* SUPPLIED INFORMATION:
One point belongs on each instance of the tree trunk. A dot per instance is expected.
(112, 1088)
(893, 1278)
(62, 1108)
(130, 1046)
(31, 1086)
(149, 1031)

* TASK REQUIREMENTS:
Transcribe every entry verbatim.

* OUTPUT:
One point belongs on each instance of the tree trunk. A dot per instance is expected.
(112, 1088)
(893, 1278)
(62, 1108)
(130, 1046)
(31, 1086)
(149, 1031)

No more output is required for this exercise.